__Task item__
Reproduce each record below exactly as written.

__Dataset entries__
· · · ·
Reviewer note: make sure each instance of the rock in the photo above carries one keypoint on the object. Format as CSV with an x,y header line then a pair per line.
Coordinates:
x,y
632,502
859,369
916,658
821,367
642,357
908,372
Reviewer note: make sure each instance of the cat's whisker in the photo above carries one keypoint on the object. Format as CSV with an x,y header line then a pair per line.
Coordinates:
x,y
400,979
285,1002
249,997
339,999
· · · ·
__Exercise output__
Reviewer note: make sure each instance of the rock in the photo above carries one keypoint on the object. Format as CSV with an x,y header line then a pair per line.
Coordinates:
x,y
632,502
859,369
916,658
821,367
642,357
908,372
Reviewer note: make sure each instance of the cat's whisker in the photo above carries one keypoint on the object. Format as CSV with an x,y header line then a pair per line.
Coordinates:
x,y
400,979
285,1002
249,997
339,999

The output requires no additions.